──────── TEXT ────────
During this second American revolution, the collective devolved downward. Wiebe suggests the dominant democratic maxim was "give the government little to do and keep it close at hand."48 Constitutional conventions, though their membership and the scope of their claim to governance were undefined, sprung up to contest the jurisdiction of legislatures, which were seen as the repositories of class privilege. Jacksonians opposed government in general as predatory, bent by the rich and powerful to secure privileges, subsidies, and special advantages.49 In particular, they opposed the National Bank, government support for commerce and industry, the post office, public asylums, and inspections of bakeries and butcher shops. Low taxes ensured a restricted state and were held at ten to twenty percent of those then in force in Europe.50 The upward flow of public power should be residual. Only that not exhausted by the states and localities should remain for the federal government.51

The historical moment frozen by de Tocqueville in his journals was that of America in its second transition. He focused on the leading edge of the direction of change, noting the priority of the private over the state and the preference to construct identity in shifting nets of private association instead of through the political definition of community.52 He argued that democracy was less a philosophy than the social condition of disestablished inequalities and saw the West as the paradigm of escape from the domination of "great names and great wealth."53 As opposed to what was happening at the same time in Europe where advancing centralized administration created a continuity between the Old and New Regimes, Americans embraced competition and local solutions to collective problems. While de Tocqueville worried about the potential for populist tyrannies in American liberalism, other European observers could see only the chaos of the disruption of the familiar order of Church, class, status, and the obligations of patronage.54 They lamented the disappearance of livery, service, deference, and politesse. Mobility was disorientation. Security was lax because government was absent.55 Most travelers returned to the familiarity of daily life in Europe much relieved. All recorded, if in partial still-shots of varying coloration, the emerging separation between American and European modernity.
──────── SUPPLIED MATERIAL ────────
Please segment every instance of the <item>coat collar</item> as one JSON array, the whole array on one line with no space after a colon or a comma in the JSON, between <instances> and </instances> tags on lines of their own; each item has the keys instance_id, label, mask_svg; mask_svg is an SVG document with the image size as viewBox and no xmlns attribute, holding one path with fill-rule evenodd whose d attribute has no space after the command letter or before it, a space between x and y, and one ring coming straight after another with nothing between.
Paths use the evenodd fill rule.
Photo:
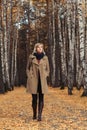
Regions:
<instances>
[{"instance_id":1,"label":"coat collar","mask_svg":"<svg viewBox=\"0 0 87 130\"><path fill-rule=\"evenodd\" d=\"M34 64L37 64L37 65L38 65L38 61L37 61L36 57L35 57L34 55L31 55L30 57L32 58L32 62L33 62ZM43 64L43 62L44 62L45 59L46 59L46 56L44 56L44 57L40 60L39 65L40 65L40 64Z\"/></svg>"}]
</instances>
────────
* WHAT YOU SHOULD DO
Pick up the passage on Jacksonian democracy and its European observers after its final sentence, and continue it in the same style.

* OUTPUT BELOW
The eccentric composition of American liberalism might be distinguished from national liberalisms dominant elsewhere across five variations in tone. I will call these differences in stress in American political economy disempowerment, disestablishment, marketization, thin citizenship, and marginality. The five are intertwined as harmonic reverberations across the economic and social system of the victory of the political forces organized around the theme of anti-statism. The genesis of the peculiar form of American liberalism should not be told as an idealist narrative of the emergence of a coherent national culture. It rings more true as a materialist account of the contingent outcome of highly local struggles against the established ranks of religion and class that had co-evolved with the overturned institutions of the colonial state. American anti-politics was the displacement of the power that was needed to undergird the familiar practices of daily life and work. Shrinking the domain of the political was the means of limiting the reproduction of government’s monopoly of violence as associated monopolies of virtue.

 

Disempowerment. Jacksonian democracy was marked by the hyperbolic display of the characteristics of the reformed political regime for which it struggled. Politicians were to be both amateurs in vocation and distrusted for even their limited calling to power. The mechanics and style of rule had to be transparent and accessible. European commentators, who deplored the lack of an American political class with an instinct and willingness to govern, spoke of the parade of "public meetings, conventions, caucuses, platforms, demonstrations [that] are forever going on."56 The White House was not only opened to the unruly citizenry for Jackson’s legendary inauguration, but was made available to hear the complaints and counsel of ordinary visitors on a near daily basis. But beyond the excess that symbolized change, the ongoing American commitment to anti-politics rested in a superimposition of formal constitutional practices and structures of mobility that disempowered the state as the agent or the author of national community.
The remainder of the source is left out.